### Task statement
The records that follow should be retyped word for word.

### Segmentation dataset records
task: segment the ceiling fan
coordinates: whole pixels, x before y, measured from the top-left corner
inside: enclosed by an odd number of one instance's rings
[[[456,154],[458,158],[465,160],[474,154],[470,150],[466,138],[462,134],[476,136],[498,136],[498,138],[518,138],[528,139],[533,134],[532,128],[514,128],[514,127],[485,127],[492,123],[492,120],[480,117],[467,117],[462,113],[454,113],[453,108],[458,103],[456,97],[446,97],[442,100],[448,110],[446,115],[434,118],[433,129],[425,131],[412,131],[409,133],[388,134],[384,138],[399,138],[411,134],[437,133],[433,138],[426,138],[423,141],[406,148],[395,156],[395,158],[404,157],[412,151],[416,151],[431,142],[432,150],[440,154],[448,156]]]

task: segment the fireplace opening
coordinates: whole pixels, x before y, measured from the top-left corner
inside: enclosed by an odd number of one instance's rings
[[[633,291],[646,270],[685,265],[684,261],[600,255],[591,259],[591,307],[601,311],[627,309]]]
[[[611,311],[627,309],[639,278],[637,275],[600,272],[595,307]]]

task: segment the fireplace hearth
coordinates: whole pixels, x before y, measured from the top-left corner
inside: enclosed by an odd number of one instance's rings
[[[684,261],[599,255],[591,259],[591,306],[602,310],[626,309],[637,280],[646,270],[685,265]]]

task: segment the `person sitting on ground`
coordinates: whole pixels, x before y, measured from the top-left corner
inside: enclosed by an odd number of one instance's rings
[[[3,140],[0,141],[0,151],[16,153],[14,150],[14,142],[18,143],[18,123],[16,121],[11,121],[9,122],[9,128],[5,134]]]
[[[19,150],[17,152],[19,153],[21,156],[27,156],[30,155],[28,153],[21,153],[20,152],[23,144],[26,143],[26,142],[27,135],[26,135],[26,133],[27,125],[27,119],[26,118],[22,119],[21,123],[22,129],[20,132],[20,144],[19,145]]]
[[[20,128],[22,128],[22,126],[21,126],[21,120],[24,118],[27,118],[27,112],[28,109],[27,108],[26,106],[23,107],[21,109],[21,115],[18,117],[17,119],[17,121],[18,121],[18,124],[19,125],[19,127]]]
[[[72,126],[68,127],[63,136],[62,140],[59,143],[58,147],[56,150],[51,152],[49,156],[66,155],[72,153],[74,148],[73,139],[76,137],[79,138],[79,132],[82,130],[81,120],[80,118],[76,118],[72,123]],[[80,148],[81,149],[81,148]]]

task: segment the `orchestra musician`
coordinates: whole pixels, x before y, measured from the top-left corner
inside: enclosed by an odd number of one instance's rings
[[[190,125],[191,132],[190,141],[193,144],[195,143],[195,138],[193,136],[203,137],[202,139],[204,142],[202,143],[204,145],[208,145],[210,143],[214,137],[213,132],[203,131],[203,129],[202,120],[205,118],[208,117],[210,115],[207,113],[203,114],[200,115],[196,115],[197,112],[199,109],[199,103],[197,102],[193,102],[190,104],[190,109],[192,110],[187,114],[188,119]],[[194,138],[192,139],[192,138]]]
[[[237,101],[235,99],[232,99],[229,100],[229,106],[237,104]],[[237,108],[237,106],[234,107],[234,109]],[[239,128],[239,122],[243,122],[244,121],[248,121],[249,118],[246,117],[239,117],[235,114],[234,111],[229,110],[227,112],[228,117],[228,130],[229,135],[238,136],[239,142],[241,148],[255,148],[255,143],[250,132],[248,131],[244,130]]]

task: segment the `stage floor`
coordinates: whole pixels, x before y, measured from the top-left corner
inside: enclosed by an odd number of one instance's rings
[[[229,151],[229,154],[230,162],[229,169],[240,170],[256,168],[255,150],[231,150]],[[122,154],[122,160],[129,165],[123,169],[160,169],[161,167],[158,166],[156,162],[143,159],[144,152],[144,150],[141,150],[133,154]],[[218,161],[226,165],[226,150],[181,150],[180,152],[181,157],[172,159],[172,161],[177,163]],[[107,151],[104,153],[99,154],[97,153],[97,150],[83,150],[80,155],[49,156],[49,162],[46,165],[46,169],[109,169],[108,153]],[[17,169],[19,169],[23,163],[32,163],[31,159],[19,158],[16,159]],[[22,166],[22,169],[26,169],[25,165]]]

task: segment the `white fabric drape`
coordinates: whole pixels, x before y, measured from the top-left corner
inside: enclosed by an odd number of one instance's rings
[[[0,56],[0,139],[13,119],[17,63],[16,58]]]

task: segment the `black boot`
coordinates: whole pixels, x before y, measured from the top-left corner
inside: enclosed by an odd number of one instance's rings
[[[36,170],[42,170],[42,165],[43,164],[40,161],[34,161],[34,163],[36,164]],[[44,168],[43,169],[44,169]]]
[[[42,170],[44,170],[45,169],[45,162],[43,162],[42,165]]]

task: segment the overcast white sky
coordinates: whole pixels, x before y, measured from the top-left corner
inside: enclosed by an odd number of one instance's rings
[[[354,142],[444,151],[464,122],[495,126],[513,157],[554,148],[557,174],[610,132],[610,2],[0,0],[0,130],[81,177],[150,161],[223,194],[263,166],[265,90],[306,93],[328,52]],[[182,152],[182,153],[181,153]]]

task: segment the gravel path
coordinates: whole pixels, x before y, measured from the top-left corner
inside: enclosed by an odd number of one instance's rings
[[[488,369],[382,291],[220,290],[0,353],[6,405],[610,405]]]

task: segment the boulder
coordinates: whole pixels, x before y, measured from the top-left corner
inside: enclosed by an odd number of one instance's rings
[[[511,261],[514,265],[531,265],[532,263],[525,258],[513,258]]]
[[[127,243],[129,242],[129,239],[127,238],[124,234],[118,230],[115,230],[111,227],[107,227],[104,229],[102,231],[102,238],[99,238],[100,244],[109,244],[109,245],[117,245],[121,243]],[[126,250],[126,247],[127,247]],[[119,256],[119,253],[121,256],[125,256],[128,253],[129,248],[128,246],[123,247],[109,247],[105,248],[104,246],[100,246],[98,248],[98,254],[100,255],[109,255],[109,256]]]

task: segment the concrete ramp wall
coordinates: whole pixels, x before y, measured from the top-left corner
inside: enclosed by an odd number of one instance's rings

### Task output
task: segment the ceiling fan
coordinates: whole pixels, x before y, measured from the top-left corner
inside: enclosed by an odd number of one instance's rings
[[[456,154],[458,158],[465,160],[474,154],[470,150],[466,138],[462,134],[476,136],[498,136],[498,138],[518,138],[528,139],[533,134],[532,128],[514,128],[514,127],[485,127],[492,123],[492,120],[480,117],[467,117],[462,113],[454,113],[453,108],[458,103],[456,97],[446,97],[442,100],[448,110],[446,115],[434,118],[433,129],[425,131],[412,131],[409,133],[388,134],[384,138],[399,138],[411,134],[437,133],[433,138],[426,138],[423,141],[406,148],[395,156],[395,158],[404,157],[412,151],[416,151],[431,142],[432,150],[440,154],[448,156]]]

task: segment the fireplace opening
coordinates: whole pixels, x before y, measured from the top-left corner
inside: enclosed by an odd number of one instance's rings
[[[633,291],[646,270],[685,265],[684,261],[600,255],[591,259],[591,307],[601,311],[627,309]]]
[[[611,311],[627,309],[639,278],[637,275],[600,272],[595,307]]]

task: segment the fireplace hearth
coordinates: whole pixels, x before y, measured from the top-left corner
inside: enclosed by an odd number of one instance's rings
[[[684,261],[599,255],[591,259],[591,306],[602,310],[626,309],[637,280],[646,270],[685,265]]]

task: segment the `person sitting on ground`
coordinates: whole pixels, x before y, measured from the top-left corner
inside: enclosed by an odd number of one instance's rings
[[[3,140],[0,141],[0,151],[16,153],[14,150],[14,142],[18,143],[18,123],[16,121],[11,121],[9,122],[9,128],[5,134]]]
[[[19,150],[17,152],[19,153],[21,156],[27,156],[30,155],[28,153],[21,153],[20,152],[23,144],[26,143],[26,142],[27,135],[26,135],[26,133],[27,125],[27,119],[26,118],[22,119],[21,123],[22,129],[20,132],[20,144],[19,145]]]
[[[20,128],[22,128],[22,126],[21,126],[21,120],[24,118],[27,118],[27,112],[28,109],[27,108],[26,106],[23,107],[21,109],[21,115],[18,117],[17,119],[17,121],[18,121],[18,124],[19,125],[19,127]]]
[[[72,126],[68,127],[63,136],[62,140],[59,143],[58,147],[56,150],[51,152],[49,156],[66,155],[72,153],[74,148],[73,139],[76,137],[79,138],[79,132],[82,130],[81,120],[80,118],[76,118],[72,123]],[[80,148],[81,149],[81,148]]]

task: segment the `orchestra musician`
coordinates: whole pixels, x before y, measured from the top-left corner
inside: enclosed by an odd number of one instance's rings
[[[190,125],[191,132],[190,141],[193,144],[195,143],[195,138],[193,136],[203,137],[202,139],[204,142],[202,143],[204,145],[208,145],[210,143],[214,137],[213,132],[203,131],[203,129],[202,120],[205,118],[208,117],[210,115],[207,113],[203,114],[200,115],[196,115],[197,112],[199,109],[199,103],[197,102],[193,102],[190,104],[190,109],[192,110],[187,114],[188,119]],[[194,138],[192,139],[192,138]]]
[[[237,101],[235,99],[232,99],[229,100],[229,106],[237,104]],[[237,108],[237,106],[234,107],[234,109]],[[239,128],[239,122],[243,122],[244,121],[248,121],[249,118],[246,117],[239,117],[235,114],[234,111],[229,110],[227,112],[228,117],[228,130],[229,135],[238,136],[239,142],[241,148],[255,148],[255,143],[250,132],[248,131],[244,130]]]

task: segment the `stage floor`
coordinates: whole pixels, x before y, measured from the top-left corner
inside: enclosed by an odd number of one instance's rings
[[[229,151],[229,154],[230,162],[229,169],[240,170],[256,168],[255,150],[231,150]],[[122,154],[122,160],[129,165],[123,169],[160,169],[161,167],[158,166],[156,162],[143,159],[144,152],[144,150],[141,150],[133,154]],[[218,161],[226,165],[226,150],[181,150],[180,152],[181,157],[172,159],[172,161],[177,163]],[[107,151],[104,153],[99,154],[97,153],[97,150],[83,150],[80,155],[49,156],[49,162],[46,165],[46,169],[109,169],[108,153]],[[17,169],[19,169],[23,163],[32,163],[31,159],[19,158],[16,159]],[[22,166],[22,169],[26,169],[25,165]]]

task: segment the `white fabric drape`
coordinates: whole pixels, x before y, measured from the top-left corner
inside: enclosed by an odd number of one instance's rings
[[[0,56],[0,139],[13,119],[17,63],[16,58]]]

task: segment the `black boot`
coordinates: whole pixels, x before y, measured from the top-left corner
inside: enclosed by an odd number of one instance's rings
[[[36,170],[42,170],[42,165],[43,164],[40,161],[34,161],[34,163],[36,164]],[[44,168],[43,169],[44,169]]]
[[[42,170],[44,170],[45,169],[45,162],[43,162],[42,165]]]

task: segment the overcast white sky
coordinates: whole pixels, x before y, measured from the top-left corner
inside: enclosed by an odd number of one instance's rings
[[[354,142],[444,151],[464,122],[495,126],[513,157],[554,148],[557,174],[610,132],[610,2],[0,0],[0,130],[81,177],[150,161],[223,194],[263,166],[265,90],[306,93],[328,52]],[[182,152],[182,153],[181,153]]]

task: segment the gravel path
coordinates: whole pixels, x before y, measured from the top-left corner
inside: enclosed by an odd number of one instance's rings
[[[488,369],[382,291],[220,290],[0,353],[6,405],[610,405]]]

task: segment the boulder
coordinates: whole pixels, x before y, measured from the top-left corner
inside: enclosed by an odd number of one instance's rings
[[[511,261],[514,265],[531,265],[532,263],[525,258],[513,258]]]
[[[127,243],[129,242],[129,239],[127,238],[124,234],[118,230],[115,230],[111,227],[107,227],[104,229],[102,231],[102,238],[99,238],[100,244],[109,244],[109,245],[117,245],[121,243]],[[126,250],[126,247],[127,247]],[[119,256],[119,253],[121,256],[125,256],[128,253],[129,248],[128,246],[123,247],[109,247],[105,248],[104,246],[100,246],[98,248],[98,254],[100,255],[109,255],[109,256]]]

task: segment the concrete ramp wall
coordinates: whole pixels, x before y, measured from the top-left corner
inside: enclosed by an odd number of one instance's rings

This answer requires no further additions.